Locate the line that contains "Where can you spot the blue metal" in the entries below. Retype it and all following lines through the final one, character for character.
[Start of Provided information]
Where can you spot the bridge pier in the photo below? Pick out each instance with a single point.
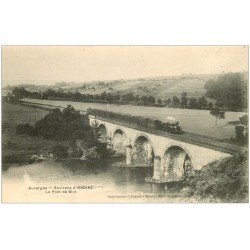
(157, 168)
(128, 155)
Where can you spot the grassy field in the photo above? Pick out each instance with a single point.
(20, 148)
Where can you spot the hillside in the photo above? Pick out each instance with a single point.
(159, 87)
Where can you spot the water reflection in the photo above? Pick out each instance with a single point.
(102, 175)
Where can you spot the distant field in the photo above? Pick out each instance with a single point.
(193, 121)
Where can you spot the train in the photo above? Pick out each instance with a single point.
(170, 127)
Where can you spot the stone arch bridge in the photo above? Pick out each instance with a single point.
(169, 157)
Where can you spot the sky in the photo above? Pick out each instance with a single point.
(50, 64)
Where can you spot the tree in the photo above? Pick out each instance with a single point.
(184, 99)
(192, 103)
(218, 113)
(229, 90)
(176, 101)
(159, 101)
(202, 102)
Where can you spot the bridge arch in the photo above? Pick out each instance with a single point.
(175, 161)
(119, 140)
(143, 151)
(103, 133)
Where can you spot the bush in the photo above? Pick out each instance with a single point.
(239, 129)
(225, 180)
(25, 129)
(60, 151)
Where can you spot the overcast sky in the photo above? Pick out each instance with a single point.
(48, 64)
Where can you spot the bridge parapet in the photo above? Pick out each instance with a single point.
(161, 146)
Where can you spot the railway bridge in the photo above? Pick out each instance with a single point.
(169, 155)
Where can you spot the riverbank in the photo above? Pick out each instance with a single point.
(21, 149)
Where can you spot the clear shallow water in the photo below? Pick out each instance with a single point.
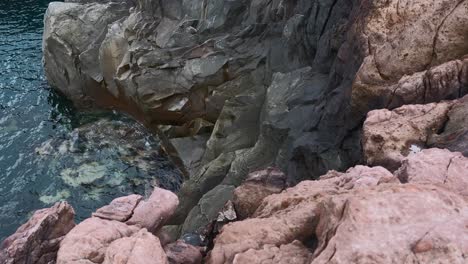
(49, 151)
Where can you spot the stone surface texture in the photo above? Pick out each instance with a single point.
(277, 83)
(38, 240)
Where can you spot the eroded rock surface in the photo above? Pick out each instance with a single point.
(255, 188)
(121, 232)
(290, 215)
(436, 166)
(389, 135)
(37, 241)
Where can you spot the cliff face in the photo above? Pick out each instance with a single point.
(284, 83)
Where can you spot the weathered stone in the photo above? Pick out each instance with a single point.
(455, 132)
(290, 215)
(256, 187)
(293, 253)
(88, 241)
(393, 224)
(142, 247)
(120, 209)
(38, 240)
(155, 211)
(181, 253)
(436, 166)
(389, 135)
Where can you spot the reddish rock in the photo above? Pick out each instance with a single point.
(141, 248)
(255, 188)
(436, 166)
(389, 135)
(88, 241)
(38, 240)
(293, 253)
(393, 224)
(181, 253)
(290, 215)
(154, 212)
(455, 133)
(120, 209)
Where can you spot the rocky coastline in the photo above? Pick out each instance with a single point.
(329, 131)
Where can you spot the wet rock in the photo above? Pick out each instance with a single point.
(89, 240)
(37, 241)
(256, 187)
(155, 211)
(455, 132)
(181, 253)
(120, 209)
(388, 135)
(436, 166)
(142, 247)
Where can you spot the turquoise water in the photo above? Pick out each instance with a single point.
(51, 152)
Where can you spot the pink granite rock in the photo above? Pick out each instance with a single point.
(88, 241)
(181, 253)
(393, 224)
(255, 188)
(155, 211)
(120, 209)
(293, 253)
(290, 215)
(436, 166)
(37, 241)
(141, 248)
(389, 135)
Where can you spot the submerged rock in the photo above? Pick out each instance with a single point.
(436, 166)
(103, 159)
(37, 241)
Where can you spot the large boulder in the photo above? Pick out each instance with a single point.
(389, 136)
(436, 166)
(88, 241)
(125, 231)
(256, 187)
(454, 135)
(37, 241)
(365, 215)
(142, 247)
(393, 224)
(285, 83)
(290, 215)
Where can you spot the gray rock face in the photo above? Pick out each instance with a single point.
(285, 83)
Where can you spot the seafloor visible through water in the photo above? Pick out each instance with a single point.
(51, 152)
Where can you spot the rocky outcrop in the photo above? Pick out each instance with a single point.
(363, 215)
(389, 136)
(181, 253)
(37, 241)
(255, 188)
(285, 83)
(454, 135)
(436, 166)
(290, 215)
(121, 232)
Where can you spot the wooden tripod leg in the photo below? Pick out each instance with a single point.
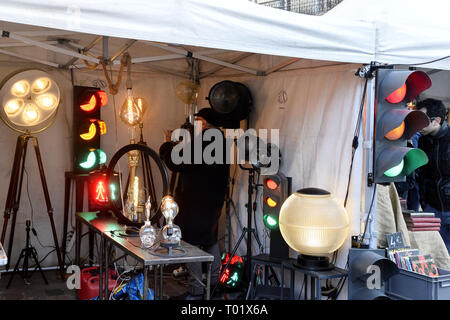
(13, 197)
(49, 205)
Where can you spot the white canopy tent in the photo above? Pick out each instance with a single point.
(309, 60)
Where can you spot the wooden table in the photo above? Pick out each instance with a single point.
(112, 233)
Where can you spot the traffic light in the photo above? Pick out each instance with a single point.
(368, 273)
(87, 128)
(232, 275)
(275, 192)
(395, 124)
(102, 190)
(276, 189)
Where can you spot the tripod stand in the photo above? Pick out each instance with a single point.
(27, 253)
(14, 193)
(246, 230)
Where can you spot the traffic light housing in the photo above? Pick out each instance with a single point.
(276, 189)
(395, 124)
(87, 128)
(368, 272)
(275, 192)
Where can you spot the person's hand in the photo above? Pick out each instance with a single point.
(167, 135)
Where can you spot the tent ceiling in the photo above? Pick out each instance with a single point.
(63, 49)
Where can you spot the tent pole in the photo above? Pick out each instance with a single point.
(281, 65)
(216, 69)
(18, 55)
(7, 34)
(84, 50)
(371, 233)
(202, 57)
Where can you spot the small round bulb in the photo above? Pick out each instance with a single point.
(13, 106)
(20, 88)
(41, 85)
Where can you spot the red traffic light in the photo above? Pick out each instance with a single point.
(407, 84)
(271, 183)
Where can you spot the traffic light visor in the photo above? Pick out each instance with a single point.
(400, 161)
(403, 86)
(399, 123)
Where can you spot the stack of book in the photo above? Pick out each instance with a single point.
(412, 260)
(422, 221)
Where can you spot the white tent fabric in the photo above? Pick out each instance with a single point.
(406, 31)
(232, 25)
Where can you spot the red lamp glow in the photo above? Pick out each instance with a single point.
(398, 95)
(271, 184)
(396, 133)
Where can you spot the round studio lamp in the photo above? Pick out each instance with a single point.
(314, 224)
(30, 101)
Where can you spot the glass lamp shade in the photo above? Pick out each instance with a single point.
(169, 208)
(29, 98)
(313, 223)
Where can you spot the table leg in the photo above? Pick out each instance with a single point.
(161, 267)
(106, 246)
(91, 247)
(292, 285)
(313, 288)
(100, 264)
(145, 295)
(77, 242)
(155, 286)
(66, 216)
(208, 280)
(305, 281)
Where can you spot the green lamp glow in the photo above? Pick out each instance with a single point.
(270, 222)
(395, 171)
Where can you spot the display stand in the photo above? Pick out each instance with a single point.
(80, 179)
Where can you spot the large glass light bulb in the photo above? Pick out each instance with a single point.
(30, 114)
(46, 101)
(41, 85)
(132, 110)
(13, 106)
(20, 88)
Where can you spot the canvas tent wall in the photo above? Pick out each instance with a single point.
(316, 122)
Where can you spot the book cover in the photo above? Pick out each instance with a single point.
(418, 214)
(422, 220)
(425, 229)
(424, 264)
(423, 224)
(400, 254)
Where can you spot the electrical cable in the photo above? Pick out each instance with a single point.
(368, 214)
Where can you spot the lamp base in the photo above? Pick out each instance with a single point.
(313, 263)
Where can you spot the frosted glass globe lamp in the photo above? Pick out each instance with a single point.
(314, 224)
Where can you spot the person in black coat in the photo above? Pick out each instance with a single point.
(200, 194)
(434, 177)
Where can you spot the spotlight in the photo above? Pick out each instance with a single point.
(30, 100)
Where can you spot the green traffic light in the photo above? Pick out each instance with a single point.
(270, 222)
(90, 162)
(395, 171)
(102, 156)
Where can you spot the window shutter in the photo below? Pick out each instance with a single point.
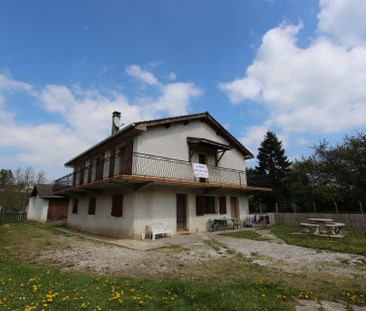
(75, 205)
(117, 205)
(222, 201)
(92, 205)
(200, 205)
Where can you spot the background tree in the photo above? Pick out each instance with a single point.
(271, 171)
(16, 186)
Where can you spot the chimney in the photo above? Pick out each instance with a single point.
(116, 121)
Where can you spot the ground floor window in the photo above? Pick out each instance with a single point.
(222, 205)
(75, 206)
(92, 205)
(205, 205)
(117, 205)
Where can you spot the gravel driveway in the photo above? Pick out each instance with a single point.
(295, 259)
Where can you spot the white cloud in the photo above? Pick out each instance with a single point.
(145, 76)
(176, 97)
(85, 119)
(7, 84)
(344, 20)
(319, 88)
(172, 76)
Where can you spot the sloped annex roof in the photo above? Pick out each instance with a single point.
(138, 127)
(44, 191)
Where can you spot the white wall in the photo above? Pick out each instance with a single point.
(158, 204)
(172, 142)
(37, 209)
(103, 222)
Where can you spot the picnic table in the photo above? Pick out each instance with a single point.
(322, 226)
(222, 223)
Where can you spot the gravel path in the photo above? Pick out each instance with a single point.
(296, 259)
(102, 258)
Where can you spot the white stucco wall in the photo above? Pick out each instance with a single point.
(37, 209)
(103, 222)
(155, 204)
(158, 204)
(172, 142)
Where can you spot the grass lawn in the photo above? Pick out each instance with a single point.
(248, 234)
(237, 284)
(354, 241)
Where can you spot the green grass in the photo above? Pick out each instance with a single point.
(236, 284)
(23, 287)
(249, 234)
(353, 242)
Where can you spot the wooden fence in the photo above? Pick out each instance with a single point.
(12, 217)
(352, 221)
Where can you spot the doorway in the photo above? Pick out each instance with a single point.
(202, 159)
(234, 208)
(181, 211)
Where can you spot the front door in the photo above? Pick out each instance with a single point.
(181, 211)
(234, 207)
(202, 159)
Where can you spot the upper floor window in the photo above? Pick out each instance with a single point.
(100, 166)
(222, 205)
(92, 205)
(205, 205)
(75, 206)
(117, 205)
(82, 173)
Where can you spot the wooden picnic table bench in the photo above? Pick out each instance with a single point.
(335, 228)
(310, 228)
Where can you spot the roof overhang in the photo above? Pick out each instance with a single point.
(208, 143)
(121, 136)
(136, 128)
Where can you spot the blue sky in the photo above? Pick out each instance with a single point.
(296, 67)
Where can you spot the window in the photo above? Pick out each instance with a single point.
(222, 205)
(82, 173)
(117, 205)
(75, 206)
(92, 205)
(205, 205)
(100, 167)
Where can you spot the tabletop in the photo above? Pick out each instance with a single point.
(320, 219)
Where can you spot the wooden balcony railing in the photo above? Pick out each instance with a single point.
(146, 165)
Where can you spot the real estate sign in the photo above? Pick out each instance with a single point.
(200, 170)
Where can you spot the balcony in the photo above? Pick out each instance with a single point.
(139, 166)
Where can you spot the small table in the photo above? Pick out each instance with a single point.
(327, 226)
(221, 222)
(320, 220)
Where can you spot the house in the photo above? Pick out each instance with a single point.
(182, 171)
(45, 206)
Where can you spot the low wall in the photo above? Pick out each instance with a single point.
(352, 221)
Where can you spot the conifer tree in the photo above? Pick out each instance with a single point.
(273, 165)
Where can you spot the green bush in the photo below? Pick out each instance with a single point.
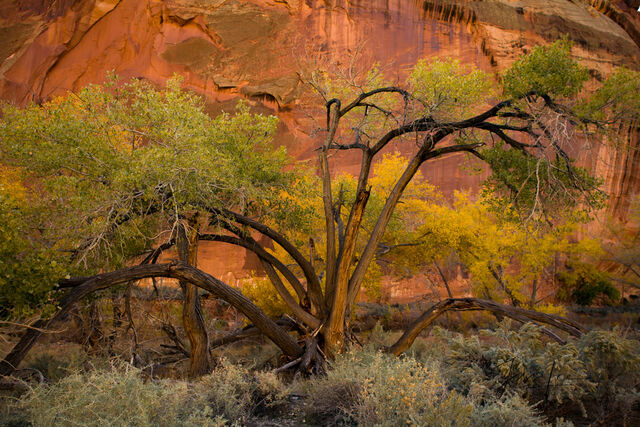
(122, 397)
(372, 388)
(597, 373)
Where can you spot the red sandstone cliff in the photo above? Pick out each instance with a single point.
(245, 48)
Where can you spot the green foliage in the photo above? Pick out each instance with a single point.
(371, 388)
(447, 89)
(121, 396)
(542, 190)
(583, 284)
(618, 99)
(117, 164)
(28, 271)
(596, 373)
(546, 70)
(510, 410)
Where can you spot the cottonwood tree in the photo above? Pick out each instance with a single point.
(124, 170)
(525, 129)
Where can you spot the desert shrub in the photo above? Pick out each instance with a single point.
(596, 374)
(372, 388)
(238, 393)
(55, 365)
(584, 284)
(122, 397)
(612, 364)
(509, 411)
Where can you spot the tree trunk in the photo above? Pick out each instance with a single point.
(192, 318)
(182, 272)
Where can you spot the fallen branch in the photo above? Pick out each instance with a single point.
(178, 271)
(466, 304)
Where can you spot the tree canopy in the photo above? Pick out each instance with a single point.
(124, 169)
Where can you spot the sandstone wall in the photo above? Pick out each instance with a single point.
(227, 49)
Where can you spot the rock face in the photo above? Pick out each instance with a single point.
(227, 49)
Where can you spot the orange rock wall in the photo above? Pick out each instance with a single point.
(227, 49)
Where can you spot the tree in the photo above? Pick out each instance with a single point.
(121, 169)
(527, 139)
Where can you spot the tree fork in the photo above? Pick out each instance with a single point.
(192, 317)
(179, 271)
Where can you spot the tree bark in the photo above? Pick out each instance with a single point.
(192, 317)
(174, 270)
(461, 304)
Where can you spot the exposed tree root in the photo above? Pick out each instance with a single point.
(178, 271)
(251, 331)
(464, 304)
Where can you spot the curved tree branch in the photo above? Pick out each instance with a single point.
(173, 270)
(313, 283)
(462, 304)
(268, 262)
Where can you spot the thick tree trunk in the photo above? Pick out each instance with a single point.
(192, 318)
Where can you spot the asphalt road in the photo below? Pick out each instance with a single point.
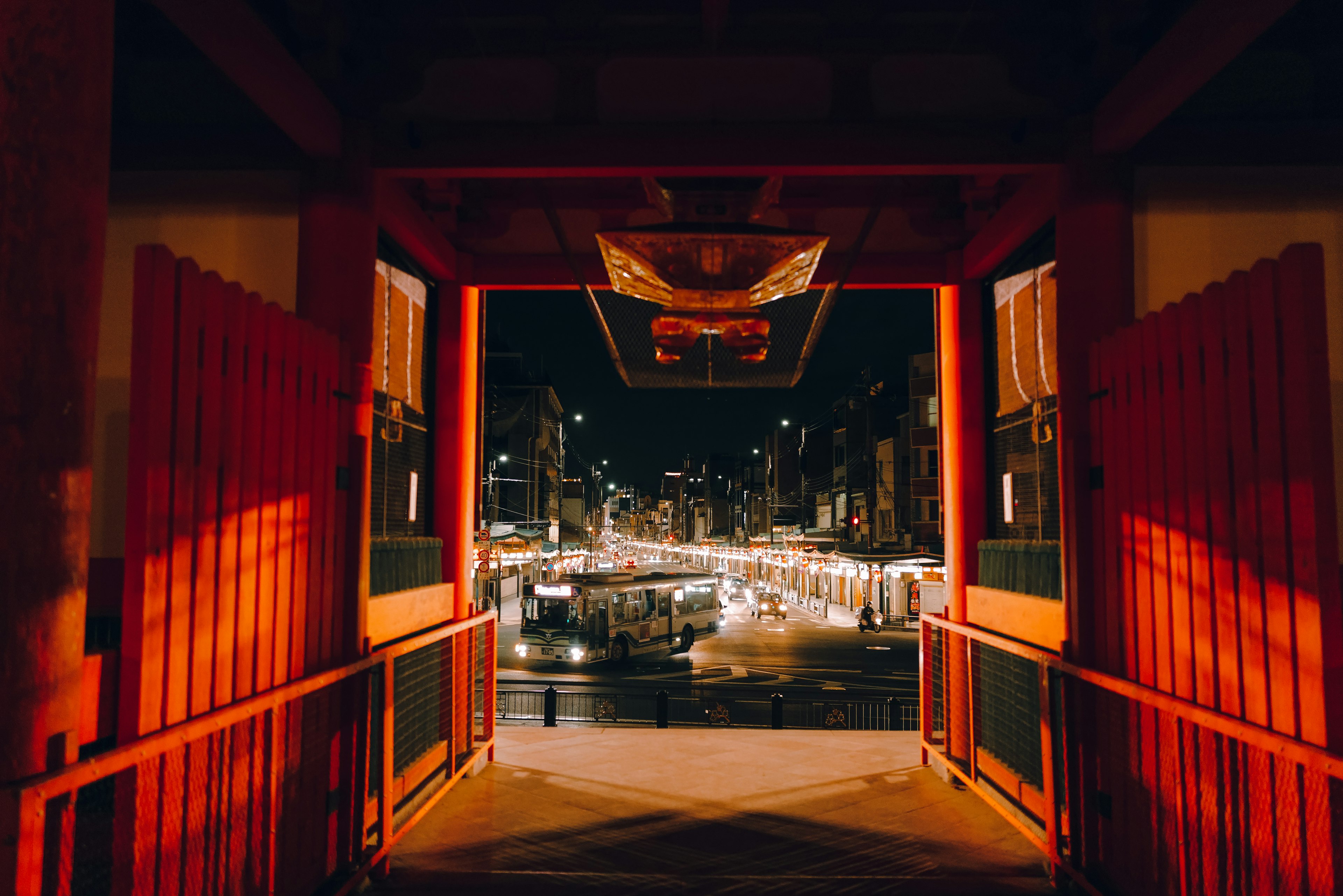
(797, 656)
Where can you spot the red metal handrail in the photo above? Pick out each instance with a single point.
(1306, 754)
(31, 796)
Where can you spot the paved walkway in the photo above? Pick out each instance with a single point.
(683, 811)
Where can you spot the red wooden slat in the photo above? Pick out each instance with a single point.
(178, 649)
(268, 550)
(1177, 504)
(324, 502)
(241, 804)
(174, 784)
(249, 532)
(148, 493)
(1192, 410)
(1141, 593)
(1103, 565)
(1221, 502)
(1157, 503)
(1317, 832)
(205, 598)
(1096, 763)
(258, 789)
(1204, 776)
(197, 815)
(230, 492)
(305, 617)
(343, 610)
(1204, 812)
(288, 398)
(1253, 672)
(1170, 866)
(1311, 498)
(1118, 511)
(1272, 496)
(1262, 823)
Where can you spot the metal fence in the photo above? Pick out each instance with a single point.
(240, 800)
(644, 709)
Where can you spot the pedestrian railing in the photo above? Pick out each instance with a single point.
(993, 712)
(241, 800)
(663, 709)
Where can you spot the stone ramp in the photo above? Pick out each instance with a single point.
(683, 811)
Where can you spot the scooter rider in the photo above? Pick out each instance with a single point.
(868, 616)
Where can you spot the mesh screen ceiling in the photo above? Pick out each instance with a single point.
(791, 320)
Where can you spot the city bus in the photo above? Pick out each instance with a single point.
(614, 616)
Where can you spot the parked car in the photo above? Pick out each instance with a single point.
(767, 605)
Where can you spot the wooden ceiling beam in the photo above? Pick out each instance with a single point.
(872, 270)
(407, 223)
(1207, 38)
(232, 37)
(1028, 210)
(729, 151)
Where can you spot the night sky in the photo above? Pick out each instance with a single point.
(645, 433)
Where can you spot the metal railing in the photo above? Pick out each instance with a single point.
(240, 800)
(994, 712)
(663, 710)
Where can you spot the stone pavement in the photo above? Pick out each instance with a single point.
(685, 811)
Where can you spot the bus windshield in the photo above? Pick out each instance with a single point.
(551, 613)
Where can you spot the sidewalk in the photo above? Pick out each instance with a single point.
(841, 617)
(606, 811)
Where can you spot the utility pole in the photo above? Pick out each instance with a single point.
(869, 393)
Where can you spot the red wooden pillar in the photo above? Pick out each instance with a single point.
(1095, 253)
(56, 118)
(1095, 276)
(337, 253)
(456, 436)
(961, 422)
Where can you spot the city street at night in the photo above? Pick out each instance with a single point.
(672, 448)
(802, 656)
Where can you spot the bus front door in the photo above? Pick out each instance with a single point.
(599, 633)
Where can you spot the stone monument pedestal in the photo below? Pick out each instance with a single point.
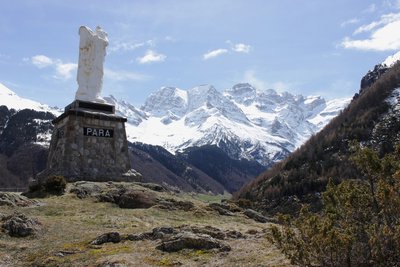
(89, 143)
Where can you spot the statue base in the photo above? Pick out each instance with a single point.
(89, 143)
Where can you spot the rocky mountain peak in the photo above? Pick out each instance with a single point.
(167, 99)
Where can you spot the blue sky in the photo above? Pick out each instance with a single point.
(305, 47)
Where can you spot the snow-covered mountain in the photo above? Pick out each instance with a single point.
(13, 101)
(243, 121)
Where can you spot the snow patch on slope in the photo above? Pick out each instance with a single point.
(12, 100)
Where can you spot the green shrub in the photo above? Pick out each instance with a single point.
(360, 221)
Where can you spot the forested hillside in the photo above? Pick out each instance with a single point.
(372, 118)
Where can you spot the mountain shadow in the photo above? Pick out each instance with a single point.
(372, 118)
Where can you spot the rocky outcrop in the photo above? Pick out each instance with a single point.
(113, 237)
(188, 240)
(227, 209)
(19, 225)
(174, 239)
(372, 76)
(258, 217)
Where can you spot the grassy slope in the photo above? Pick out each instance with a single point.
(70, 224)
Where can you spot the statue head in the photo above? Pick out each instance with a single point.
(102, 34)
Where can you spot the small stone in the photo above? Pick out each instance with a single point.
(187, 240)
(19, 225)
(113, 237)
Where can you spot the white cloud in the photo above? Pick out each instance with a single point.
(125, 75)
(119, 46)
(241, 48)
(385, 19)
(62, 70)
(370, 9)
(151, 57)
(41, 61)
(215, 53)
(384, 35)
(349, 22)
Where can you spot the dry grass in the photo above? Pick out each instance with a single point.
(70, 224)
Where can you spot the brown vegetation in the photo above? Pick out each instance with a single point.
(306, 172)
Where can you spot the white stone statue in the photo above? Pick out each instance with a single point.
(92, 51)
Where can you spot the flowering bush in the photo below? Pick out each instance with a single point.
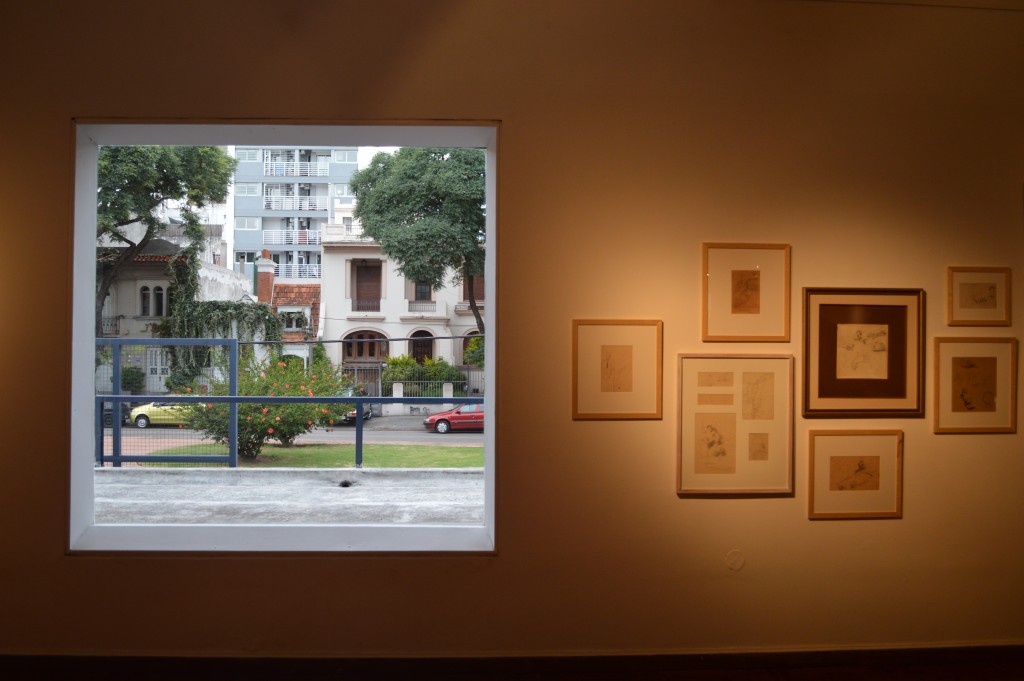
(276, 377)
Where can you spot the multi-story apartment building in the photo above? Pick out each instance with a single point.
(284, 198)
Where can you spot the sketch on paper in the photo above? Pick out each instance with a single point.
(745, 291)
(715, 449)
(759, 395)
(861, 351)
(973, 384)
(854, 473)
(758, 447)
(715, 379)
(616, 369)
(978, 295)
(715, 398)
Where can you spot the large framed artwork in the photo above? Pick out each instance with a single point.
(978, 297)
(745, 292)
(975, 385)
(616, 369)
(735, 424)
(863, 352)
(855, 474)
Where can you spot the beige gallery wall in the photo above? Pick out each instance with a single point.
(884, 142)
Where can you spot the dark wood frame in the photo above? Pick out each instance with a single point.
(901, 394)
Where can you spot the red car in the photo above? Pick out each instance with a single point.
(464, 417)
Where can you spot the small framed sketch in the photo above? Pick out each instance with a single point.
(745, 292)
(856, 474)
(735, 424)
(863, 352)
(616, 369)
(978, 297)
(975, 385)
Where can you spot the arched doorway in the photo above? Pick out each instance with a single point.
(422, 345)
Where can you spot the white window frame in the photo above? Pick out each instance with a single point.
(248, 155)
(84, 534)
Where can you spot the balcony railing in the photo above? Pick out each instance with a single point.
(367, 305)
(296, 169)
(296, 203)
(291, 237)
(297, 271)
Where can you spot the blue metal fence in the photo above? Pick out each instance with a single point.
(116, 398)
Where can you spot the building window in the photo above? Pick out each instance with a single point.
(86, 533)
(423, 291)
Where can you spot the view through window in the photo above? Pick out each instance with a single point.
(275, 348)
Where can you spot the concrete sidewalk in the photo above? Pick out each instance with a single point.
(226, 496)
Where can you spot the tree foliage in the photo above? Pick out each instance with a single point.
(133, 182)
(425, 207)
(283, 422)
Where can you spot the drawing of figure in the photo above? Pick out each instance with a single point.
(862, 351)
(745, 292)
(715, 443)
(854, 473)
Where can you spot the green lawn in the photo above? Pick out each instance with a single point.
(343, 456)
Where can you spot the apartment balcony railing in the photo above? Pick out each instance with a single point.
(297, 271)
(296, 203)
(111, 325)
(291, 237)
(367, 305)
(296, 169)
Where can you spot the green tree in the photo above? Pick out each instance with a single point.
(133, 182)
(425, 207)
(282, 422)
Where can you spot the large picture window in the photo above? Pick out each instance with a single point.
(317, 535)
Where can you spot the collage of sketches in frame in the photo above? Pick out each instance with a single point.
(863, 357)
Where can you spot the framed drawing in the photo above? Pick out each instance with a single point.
[End of Provided information]
• _Correct result_
Where can you spot the blue metal fence in the photo above? Pick out each instance with a single point.
(116, 398)
Where can you spot the building window in the photo above? Pick out each instance with a single point.
(86, 533)
(423, 291)
Where can you spot the view through window in the photo above? Pick out each instance with a single point.
(275, 348)
Where can you spot the concrete sidewalk in the photo above? Pick out each instance with a single point.
(226, 496)
Where can you spot the tree foliage in the photo above? Pick out each instance with a single point.
(133, 182)
(425, 207)
(283, 422)
Where can you spot the drawing of figure in the photo above? Pick out each instance with a single point.
(862, 351)
(745, 292)
(715, 443)
(854, 473)
Where can you spot the green lawn in the photo above? Pick out each instance with a single point.
(343, 456)
Where can you spot the apartment balcony railing in the photo above? Pick out each instance with a single point.
(297, 271)
(296, 203)
(111, 325)
(291, 237)
(367, 305)
(296, 169)
Where can you spot the green tree in the photo above? Pick out each instance with a single point.
(133, 182)
(425, 207)
(282, 422)
Where can you spot the large picture window in the photo above? Pick out each instance with a single point.
(317, 535)
Where can you spot the collage of sketches in frame in the photo above? Pick out each instance with a single point.
(863, 357)
Where can you spot the framed drawing in the photo above? Pick out each instance with a single point.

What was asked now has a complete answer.